# Data for processing
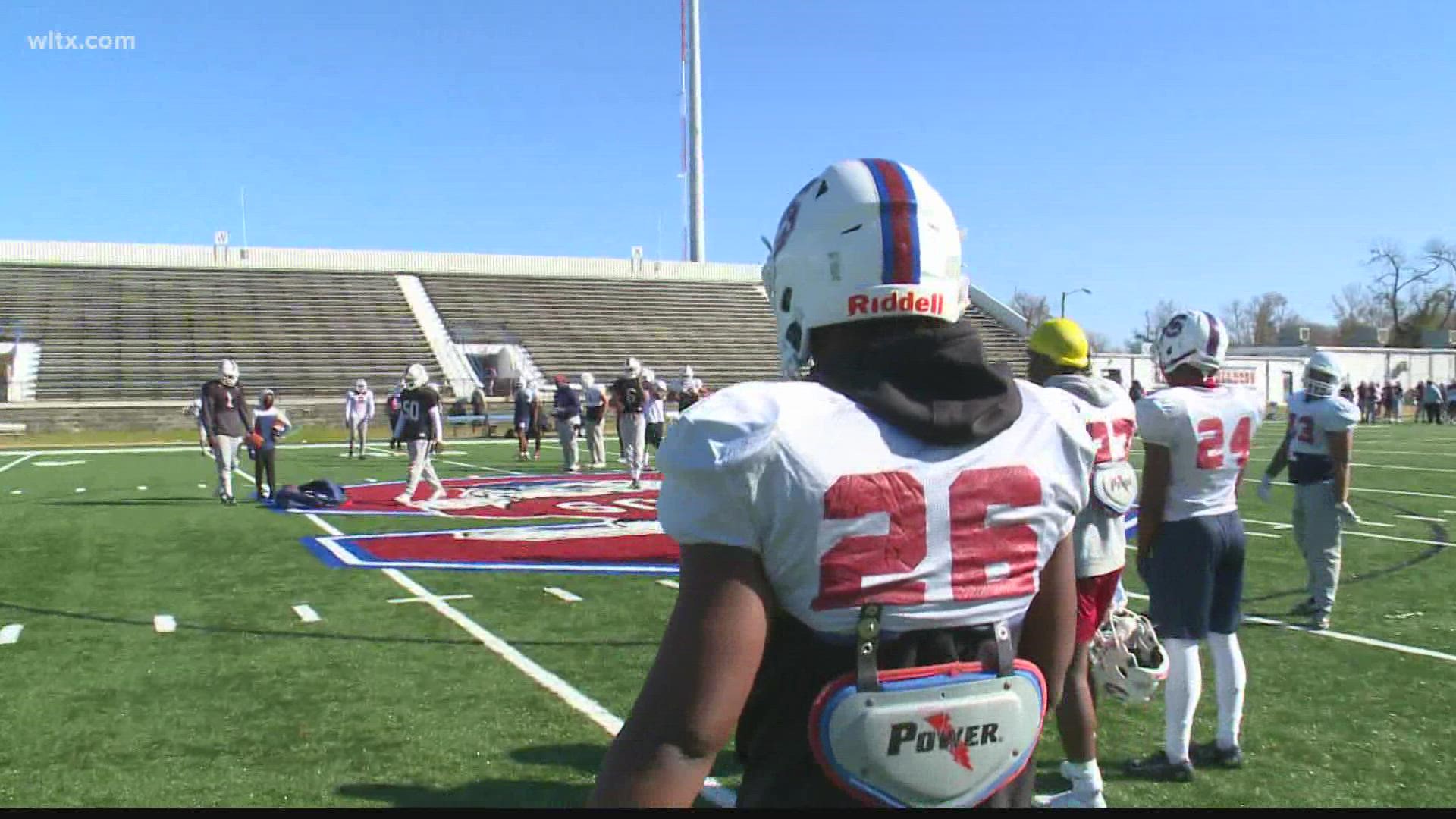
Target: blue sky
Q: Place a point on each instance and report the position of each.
(1196, 152)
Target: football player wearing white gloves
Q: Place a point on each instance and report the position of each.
(1190, 538)
(1318, 447)
(877, 577)
(359, 411)
(421, 428)
(1059, 357)
(228, 419)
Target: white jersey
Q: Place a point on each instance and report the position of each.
(359, 406)
(1111, 420)
(845, 509)
(1209, 431)
(1310, 419)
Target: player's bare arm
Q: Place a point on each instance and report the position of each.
(1047, 634)
(699, 682)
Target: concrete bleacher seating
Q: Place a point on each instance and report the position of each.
(573, 325)
(158, 334)
(724, 330)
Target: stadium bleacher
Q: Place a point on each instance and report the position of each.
(159, 334)
(573, 325)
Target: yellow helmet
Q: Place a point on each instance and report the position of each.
(1063, 341)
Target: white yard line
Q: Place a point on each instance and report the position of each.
(1340, 635)
(563, 594)
(17, 463)
(712, 790)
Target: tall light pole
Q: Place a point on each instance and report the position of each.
(1065, 293)
(695, 137)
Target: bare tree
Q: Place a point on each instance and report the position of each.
(1440, 256)
(1398, 289)
(1152, 327)
(1238, 318)
(1031, 308)
(1270, 315)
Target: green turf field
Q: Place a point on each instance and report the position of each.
(398, 704)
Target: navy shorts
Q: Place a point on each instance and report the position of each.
(1196, 577)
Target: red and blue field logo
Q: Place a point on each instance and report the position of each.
(584, 523)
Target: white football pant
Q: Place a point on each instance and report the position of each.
(359, 428)
(419, 465)
(566, 433)
(226, 457)
(634, 442)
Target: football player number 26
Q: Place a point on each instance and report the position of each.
(1212, 447)
(986, 561)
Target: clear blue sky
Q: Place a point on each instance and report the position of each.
(1147, 150)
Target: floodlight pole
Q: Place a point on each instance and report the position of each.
(695, 137)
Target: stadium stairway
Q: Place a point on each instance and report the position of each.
(159, 334)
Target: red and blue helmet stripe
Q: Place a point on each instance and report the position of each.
(899, 232)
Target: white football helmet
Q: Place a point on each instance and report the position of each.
(865, 240)
(1196, 338)
(1128, 659)
(1323, 375)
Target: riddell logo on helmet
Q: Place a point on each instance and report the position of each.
(896, 303)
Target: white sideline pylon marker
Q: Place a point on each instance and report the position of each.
(563, 594)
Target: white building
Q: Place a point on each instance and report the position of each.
(1280, 371)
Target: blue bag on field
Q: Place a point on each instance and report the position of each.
(315, 494)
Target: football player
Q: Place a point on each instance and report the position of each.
(228, 419)
(691, 391)
(654, 414)
(1318, 447)
(629, 400)
(421, 426)
(359, 411)
(595, 411)
(270, 425)
(394, 404)
(1190, 538)
(1059, 357)
(909, 506)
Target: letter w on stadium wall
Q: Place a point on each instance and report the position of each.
(588, 523)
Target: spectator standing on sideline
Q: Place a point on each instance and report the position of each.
(1433, 403)
(526, 419)
(270, 423)
(593, 416)
(653, 414)
(568, 420)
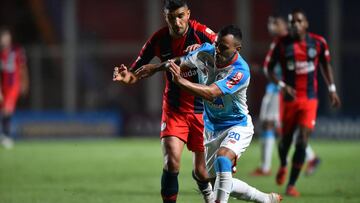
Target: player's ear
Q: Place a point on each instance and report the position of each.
(306, 24)
(238, 48)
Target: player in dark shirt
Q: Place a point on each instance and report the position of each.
(300, 54)
(182, 121)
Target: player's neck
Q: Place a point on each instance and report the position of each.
(231, 60)
(175, 36)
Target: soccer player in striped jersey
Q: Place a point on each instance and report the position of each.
(300, 54)
(270, 108)
(223, 80)
(14, 81)
(181, 113)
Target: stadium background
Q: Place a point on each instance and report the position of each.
(72, 47)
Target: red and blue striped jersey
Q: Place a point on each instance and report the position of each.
(162, 45)
(11, 61)
(299, 61)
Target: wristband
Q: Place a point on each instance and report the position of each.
(281, 84)
(167, 65)
(332, 88)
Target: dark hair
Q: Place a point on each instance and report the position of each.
(174, 4)
(299, 10)
(4, 29)
(231, 29)
(277, 16)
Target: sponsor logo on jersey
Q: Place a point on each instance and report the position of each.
(163, 126)
(208, 30)
(188, 74)
(290, 65)
(217, 103)
(312, 52)
(234, 80)
(304, 67)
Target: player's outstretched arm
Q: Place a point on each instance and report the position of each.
(206, 92)
(149, 69)
(327, 74)
(123, 75)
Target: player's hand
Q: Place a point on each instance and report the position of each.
(176, 71)
(122, 75)
(334, 99)
(24, 89)
(289, 91)
(145, 71)
(192, 48)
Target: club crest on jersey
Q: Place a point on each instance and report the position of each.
(290, 65)
(234, 80)
(312, 52)
(217, 103)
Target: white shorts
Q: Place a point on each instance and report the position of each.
(236, 138)
(270, 107)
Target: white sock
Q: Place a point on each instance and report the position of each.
(310, 154)
(268, 141)
(223, 182)
(222, 187)
(243, 191)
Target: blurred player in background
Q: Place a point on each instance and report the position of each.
(270, 108)
(224, 77)
(181, 112)
(300, 54)
(14, 81)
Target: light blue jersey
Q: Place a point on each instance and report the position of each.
(231, 108)
(271, 87)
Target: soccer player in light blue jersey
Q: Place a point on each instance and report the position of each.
(223, 80)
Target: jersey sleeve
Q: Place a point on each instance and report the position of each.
(190, 60)
(22, 55)
(234, 81)
(147, 53)
(205, 34)
(324, 53)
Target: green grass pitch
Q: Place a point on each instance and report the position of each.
(128, 170)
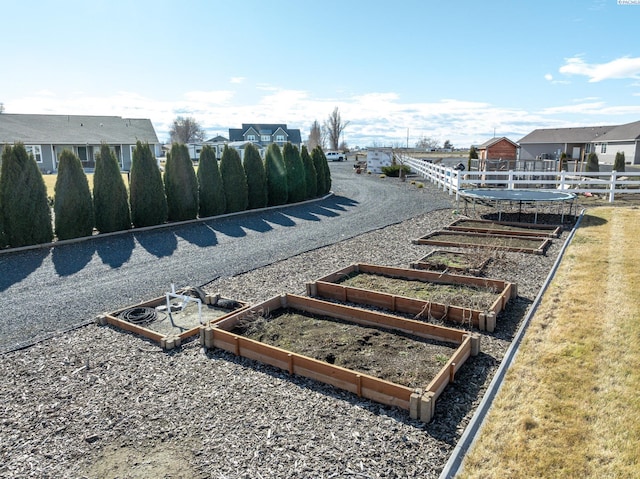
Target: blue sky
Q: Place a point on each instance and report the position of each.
(448, 70)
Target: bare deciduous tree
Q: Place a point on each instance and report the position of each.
(186, 130)
(335, 126)
(427, 142)
(315, 136)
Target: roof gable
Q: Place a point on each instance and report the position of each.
(495, 141)
(74, 129)
(626, 132)
(566, 135)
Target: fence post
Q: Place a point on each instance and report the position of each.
(562, 179)
(612, 185)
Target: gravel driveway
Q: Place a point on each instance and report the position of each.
(98, 402)
(53, 289)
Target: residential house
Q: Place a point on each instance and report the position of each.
(262, 135)
(217, 143)
(577, 143)
(46, 136)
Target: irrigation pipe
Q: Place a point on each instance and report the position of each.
(453, 465)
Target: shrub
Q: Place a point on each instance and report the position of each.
(211, 190)
(180, 185)
(146, 193)
(310, 175)
(277, 191)
(73, 205)
(295, 174)
(256, 177)
(618, 164)
(110, 202)
(25, 215)
(234, 181)
(322, 169)
(592, 163)
(394, 170)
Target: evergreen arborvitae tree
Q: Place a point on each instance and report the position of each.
(618, 164)
(210, 188)
(256, 177)
(318, 162)
(311, 177)
(234, 181)
(180, 185)
(25, 215)
(110, 201)
(295, 174)
(146, 193)
(73, 205)
(277, 190)
(592, 163)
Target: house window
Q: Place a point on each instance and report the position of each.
(36, 151)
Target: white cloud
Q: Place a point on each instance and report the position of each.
(220, 97)
(380, 117)
(620, 68)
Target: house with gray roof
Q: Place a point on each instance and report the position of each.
(46, 136)
(577, 143)
(262, 135)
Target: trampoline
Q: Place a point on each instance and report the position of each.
(498, 196)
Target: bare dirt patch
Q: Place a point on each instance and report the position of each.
(470, 297)
(400, 358)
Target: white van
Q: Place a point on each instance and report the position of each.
(335, 156)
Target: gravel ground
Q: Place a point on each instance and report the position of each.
(51, 289)
(98, 402)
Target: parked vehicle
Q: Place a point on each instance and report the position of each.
(335, 156)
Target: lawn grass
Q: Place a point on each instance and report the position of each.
(50, 182)
(569, 405)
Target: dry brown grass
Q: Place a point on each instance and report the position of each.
(570, 404)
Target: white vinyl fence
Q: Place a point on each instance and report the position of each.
(451, 180)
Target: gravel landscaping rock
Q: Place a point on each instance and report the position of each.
(100, 402)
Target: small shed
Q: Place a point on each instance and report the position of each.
(497, 153)
(377, 158)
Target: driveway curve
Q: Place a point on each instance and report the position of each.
(47, 290)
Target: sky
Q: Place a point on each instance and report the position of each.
(398, 71)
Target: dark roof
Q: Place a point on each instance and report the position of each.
(236, 134)
(493, 141)
(74, 129)
(585, 134)
(626, 132)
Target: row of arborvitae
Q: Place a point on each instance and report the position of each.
(285, 176)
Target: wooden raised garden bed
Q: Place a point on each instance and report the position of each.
(152, 320)
(464, 239)
(228, 334)
(456, 262)
(505, 228)
(424, 294)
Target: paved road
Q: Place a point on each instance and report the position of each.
(47, 290)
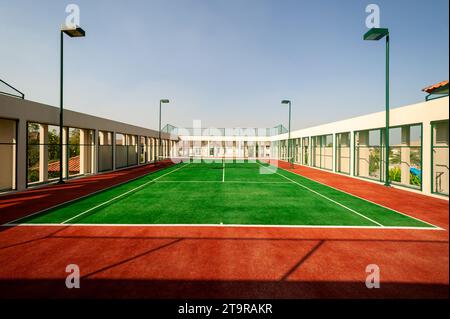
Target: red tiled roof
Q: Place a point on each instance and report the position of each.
(74, 165)
(431, 88)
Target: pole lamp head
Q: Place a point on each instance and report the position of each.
(73, 32)
(376, 34)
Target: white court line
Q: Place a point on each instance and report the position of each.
(223, 225)
(121, 195)
(89, 195)
(227, 182)
(362, 198)
(327, 198)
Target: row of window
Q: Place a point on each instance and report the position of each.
(405, 154)
(78, 158)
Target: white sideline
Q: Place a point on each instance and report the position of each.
(121, 195)
(327, 198)
(362, 198)
(221, 225)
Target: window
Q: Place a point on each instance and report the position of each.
(439, 167)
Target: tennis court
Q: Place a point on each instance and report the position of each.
(224, 192)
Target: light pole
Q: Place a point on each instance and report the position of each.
(289, 133)
(73, 32)
(377, 34)
(165, 101)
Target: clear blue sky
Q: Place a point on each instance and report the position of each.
(224, 62)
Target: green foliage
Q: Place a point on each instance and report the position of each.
(374, 161)
(414, 180)
(395, 174)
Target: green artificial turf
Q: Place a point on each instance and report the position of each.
(248, 193)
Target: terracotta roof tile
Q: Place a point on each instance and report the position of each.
(431, 88)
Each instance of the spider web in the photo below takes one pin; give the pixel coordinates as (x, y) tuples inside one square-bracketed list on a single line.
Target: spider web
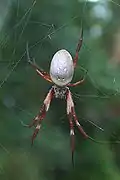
[(11, 65)]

# Task objective
This exercise asks for an exact copy of the lines from the first one in the data through the line that contains "Target: navy shorts", pictures excluded.

# Your solution
Target: blue sky
Q: Place a point on each instance and report the position of each.
(1196, 152)
Target: football player wearing white gloves
Q: Place a point on each instance and report the position of each.
(1190, 538)
(1318, 447)
(877, 577)
(359, 411)
(421, 428)
(1059, 357)
(228, 419)
Target: white jersey
Q: Place a point on each instance and report the position of each.
(359, 406)
(1111, 420)
(845, 509)
(1209, 431)
(1310, 419)
Target: player's bare arm
Q: Place a point on each instance and report the position of each.
(1047, 634)
(699, 682)
Target: concrete bleacher seating
Q: Place a point on each instance and report the position of each.
(573, 325)
(158, 334)
(724, 330)
Target: stadium bleacher
Q: Place a point on each instance and report the position of each.
(159, 334)
(573, 325)
Target: yellow helmet
Q: Place a point on each instance and report the position of each.
(1063, 341)
Target: white yard line
Q: Place a point on each instance and report the position of each.
(1340, 635)
(563, 594)
(17, 463)
(712, 790)
Target: tall light pole
Q: Place a point on each instance and report the position of each.
(1065, 293)
(695, 137)
Target: bare tree
Q: Place a point on each instance and report the position of each.
(1440, 256)
(1398, 289)
(1152, 327)
(1238, 318)
(1031, 308)
(1270, 315)
Target: green turf field
Q: Place a point on each instance and report the position of each.
(398, 704)
Target: navy shorts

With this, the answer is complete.